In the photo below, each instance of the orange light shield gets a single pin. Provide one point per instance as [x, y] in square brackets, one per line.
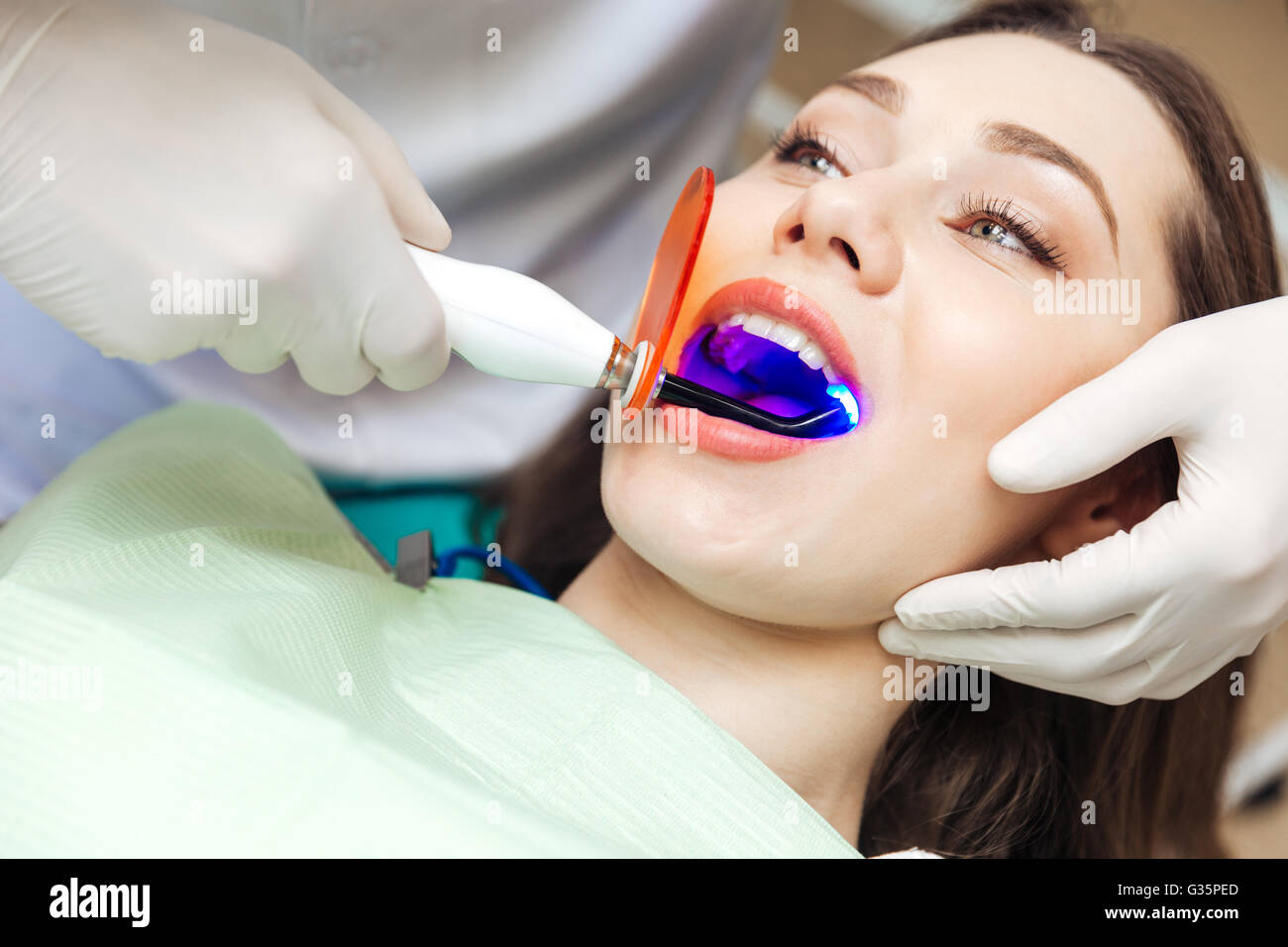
[669, 278]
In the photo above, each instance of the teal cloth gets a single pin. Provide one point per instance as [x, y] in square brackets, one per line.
[267, 689]
[384, 513]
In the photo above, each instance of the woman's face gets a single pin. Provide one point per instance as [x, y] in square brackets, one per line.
[910, 230]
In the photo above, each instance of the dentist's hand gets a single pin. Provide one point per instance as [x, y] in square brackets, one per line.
[1155, 611]
[142, 141]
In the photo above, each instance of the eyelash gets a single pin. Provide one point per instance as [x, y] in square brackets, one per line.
[789, 146]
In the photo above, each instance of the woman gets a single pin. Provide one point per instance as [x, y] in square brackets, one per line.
[900, 237]
[1104, 163]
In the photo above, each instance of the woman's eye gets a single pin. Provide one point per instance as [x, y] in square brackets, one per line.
[820, 163]
[996, 234]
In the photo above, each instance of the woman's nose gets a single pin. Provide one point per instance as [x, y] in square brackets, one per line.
[846, 227]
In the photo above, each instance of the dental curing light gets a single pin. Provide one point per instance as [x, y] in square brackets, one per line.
[509, 325]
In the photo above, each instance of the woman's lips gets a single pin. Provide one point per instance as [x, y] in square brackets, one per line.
[730, 438]
[772, 299]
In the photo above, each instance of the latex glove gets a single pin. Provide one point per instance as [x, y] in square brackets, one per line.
[1155, 611]
[129, 157]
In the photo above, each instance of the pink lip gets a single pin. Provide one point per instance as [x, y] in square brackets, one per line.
[729, 438]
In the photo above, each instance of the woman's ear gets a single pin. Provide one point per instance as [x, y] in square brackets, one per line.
[1115, 500]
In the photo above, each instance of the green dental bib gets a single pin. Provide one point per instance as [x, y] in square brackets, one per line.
[198, 659]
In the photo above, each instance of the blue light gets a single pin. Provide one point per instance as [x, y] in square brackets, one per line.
[846, 397]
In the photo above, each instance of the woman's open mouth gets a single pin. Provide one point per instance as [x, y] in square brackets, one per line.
[769, 347]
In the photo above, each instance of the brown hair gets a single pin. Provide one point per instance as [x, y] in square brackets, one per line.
[1014, 783]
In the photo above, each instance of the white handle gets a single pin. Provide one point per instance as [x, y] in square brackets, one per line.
[510, 325]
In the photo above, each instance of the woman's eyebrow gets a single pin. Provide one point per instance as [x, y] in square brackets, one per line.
[1009, 138]
[887, 91]
[1004, 138]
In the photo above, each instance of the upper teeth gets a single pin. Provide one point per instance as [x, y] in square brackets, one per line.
[786, 335]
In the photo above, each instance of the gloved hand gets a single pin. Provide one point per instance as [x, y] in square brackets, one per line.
[1155, 611]
[130, 154]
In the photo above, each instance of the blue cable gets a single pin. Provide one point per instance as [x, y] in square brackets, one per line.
[446, 564]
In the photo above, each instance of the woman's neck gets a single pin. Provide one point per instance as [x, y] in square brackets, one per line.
[807, 702]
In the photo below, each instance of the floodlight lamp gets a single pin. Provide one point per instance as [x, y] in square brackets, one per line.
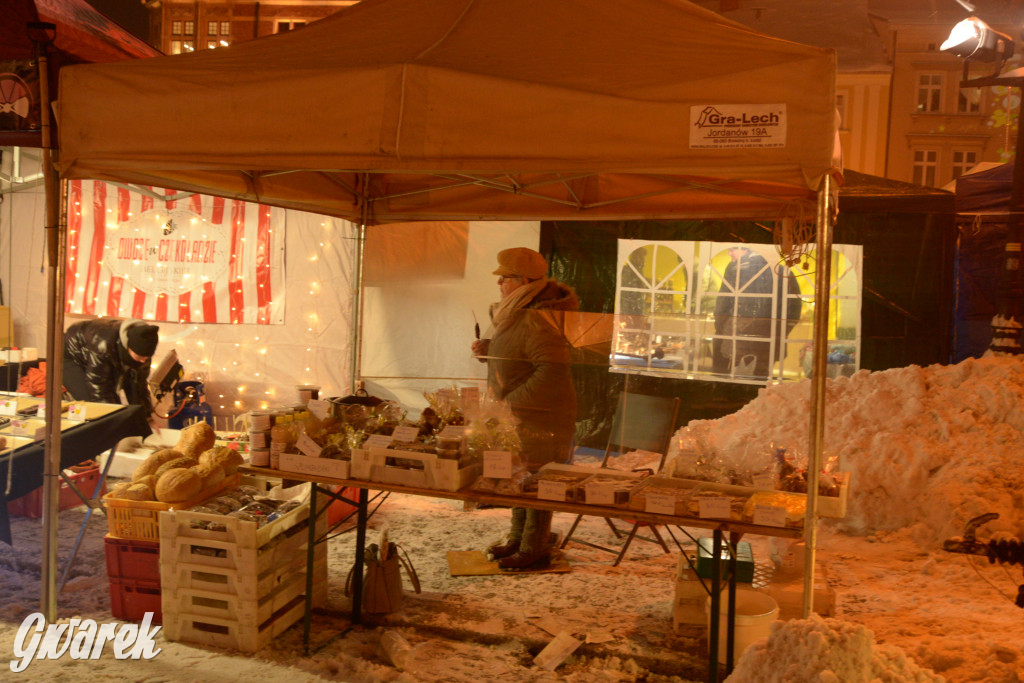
[972, 39]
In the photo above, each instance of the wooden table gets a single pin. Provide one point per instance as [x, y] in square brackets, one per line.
[718, 526]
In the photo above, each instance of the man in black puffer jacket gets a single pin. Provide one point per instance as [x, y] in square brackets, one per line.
[107, 355]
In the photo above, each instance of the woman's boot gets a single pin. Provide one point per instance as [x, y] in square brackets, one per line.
[535, 550]
[511, 544]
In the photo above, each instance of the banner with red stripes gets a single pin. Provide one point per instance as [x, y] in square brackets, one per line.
[171, 257]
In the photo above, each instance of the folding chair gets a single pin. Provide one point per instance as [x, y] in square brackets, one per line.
[645, 423]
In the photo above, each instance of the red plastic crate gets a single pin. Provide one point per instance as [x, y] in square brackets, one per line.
[134, 560]
[31, 505]
[131, 599]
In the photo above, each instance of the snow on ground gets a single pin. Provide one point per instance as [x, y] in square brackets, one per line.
[929, 449]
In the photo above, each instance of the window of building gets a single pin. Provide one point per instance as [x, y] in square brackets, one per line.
[926, 162]
[930, 92]
[969, 101]
[691, 309]
[963, 162]
[284, 27]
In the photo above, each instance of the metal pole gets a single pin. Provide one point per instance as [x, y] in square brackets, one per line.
[360, 246]
[822, 274]
[42, 35]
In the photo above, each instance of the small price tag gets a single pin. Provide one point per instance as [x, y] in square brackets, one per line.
[498, 464]
[717, 507]
[318, 409]
[377, 441]
[20, 428]
[469, 396]
[404, 434]
[453, 431]
[662, 504]
[8, 407]
[769, 515]
[600, 493]
[307, 445]
[551, 491]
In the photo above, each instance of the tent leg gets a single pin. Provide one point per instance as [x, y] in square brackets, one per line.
[42, 36]
[817, 407]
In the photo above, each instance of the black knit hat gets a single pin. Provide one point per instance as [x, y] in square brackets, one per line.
[142, 339]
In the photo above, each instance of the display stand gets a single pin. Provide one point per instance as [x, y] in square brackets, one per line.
[719, 528]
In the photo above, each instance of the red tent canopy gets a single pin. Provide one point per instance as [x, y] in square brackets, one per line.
[83, 35]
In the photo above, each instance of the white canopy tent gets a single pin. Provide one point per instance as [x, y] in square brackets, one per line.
[394, 111]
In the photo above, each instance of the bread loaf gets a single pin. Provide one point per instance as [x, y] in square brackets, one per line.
[196, 438]
[178, 484]
[173, 465]
[224, 457]
[138, 492]
[209, 473]
[153, 463]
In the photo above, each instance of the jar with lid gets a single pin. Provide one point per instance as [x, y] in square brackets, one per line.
[283, 438]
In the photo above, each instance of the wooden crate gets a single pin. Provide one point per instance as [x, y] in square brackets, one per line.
[139, 519]
[245, 584]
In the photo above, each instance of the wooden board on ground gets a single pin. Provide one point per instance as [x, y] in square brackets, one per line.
[475, 563]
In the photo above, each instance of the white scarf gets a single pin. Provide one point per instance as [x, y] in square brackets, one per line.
[513, 302]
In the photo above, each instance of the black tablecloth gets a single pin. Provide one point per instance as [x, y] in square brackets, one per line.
[78, 443]
[10, 373]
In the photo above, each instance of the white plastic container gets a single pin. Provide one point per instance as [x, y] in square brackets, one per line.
[755, 612]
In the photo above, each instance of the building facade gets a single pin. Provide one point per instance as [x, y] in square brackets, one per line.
[186, 26]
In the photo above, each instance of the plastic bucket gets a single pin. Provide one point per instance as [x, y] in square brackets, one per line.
[755, 612]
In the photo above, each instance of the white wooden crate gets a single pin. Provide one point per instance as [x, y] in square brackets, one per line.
[244, 584]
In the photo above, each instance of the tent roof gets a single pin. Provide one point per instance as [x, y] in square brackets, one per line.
[83, 34]
[398, 110]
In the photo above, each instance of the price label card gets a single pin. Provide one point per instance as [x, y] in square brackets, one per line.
[20, 428]
[717, 507]
[404, 433]
[498, 464]
[307, 445]
[769, 515]
[470, 395]
[377, 441]
[453, 431]
[662, 504]
[551, 491]
[600, 493]
[318, 409]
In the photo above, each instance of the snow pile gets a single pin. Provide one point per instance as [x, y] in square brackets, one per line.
[928, 447]
[825, 650]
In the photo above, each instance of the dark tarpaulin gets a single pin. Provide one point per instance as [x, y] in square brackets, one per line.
[985, 190]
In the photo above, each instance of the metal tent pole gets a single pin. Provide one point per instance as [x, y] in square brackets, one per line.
[822, 274]
[42, 36]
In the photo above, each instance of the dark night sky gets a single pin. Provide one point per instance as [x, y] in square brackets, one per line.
[131, 14]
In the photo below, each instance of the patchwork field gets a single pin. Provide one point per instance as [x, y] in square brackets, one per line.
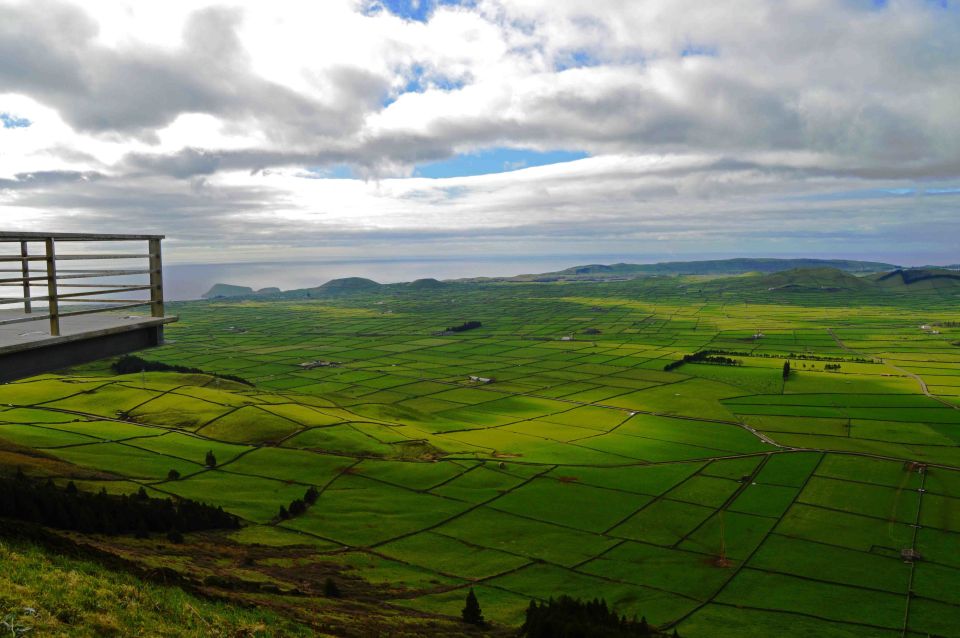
[715, 499]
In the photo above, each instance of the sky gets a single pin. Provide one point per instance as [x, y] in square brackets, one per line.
[487, 129]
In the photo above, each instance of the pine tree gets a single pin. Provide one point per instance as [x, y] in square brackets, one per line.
[471, 611]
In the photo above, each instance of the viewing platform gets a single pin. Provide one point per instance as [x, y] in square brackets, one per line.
[60, 310]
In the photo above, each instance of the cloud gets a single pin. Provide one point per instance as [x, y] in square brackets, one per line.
[694, 121]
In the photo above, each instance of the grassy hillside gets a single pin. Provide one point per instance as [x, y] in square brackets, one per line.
[44, 593]
[721, 498]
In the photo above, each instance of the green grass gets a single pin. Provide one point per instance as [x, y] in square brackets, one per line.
[76, 597]
[584, 468]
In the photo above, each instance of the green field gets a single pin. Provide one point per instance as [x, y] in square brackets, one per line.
[717, 500]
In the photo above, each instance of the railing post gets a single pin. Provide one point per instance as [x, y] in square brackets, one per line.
[25, 269]
[156, 279]
[53, 306]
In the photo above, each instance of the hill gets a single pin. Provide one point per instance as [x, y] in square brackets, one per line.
[222, 291]
[427, 284]
[346, 285]
[227, 290]
[926, 277]
[738, 266]
[727, 267]
[811, 279]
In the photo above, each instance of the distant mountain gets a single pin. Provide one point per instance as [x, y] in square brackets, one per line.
[227, 290]
[345, 286]
[918, 278]
[813, 279]
[222, 291]
[427, 284]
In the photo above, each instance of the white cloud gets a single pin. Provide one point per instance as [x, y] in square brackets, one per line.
[200, 120]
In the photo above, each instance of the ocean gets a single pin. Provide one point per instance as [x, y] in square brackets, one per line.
[190, 281]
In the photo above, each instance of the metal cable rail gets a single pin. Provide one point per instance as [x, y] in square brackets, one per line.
[51, 276]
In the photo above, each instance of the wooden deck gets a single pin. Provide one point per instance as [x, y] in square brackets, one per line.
[27, 348]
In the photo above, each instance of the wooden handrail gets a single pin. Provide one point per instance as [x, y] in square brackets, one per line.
[52, 277]
[14, 236]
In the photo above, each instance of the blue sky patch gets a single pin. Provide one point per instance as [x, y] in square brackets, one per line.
[417, 10]
[496, 160]
[12, 121]
[420, 79]
[578, 59]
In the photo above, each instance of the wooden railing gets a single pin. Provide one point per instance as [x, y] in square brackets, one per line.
[42, 247]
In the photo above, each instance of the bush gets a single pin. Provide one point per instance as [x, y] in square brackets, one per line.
[330, 589]
[130, 364]
[471, 613]
[567, 616]
[69, 508]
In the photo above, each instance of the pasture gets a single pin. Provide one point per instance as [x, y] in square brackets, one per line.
[720, 500]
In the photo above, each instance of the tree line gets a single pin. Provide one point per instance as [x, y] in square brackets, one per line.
[69, 508]
[714, 357]
[131, 364]
[566, 617]
[468, 325]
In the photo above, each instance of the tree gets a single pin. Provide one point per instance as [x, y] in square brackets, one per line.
[471, 611]
[330, 589]
[297, 507]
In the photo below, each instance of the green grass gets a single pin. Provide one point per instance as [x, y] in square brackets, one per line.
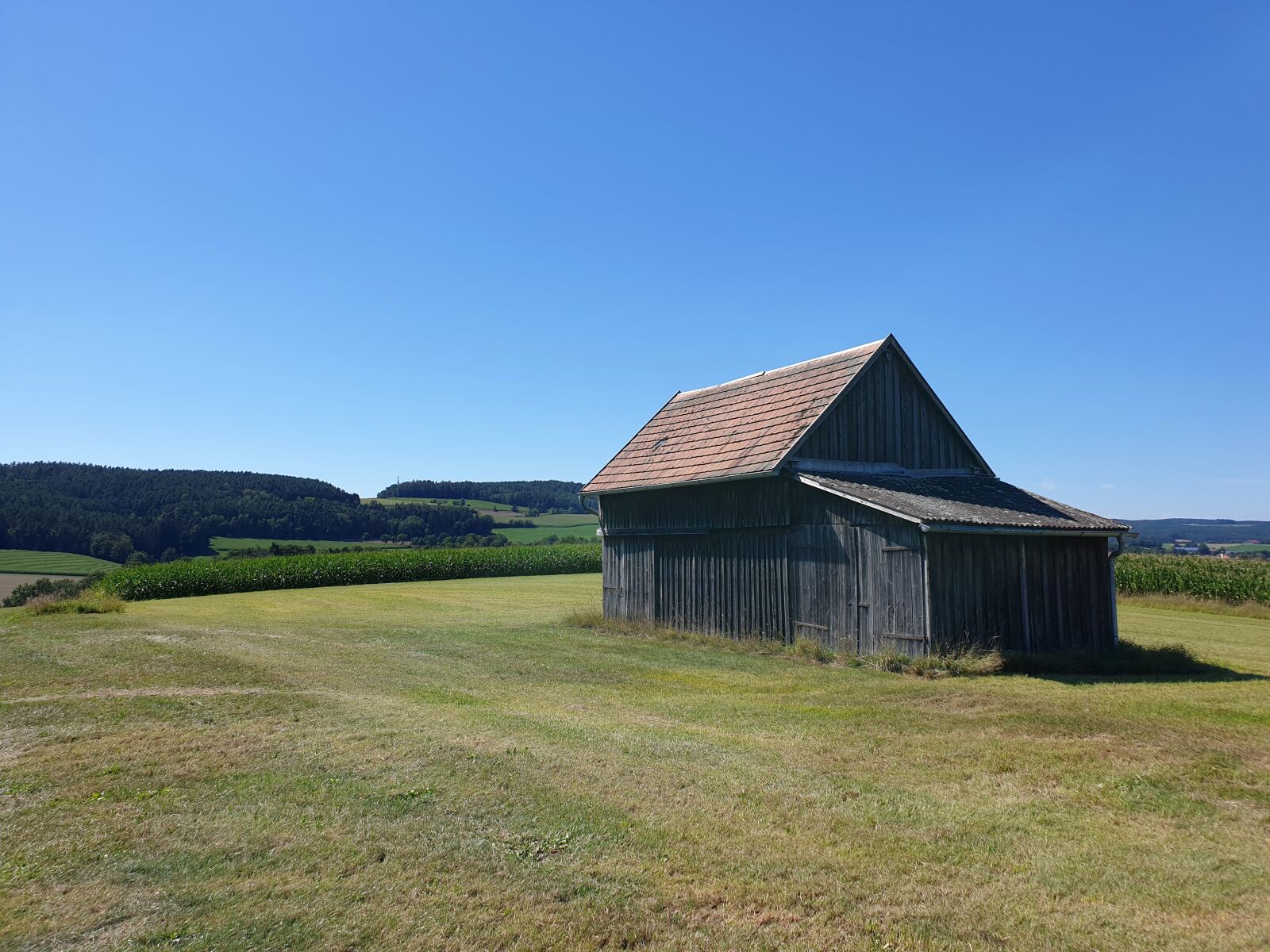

### ACTIVITY
Precisely the lines from the one containing "In the photo above, each instance of the tree gets" to the end of the data above, both included, should be printed; leave the pictures out.

### FINAL ANSWER
In the photo above, each instance of the tree gets a single pin. Provide one point per instance as [x, y] in square brackets, one per line.
[471, 611]
[330, 589]
[297, 507]
In the photo below, each instance of the green grass gets a single pin. Provide one point per instance as [x, y] in square brackets, one per line.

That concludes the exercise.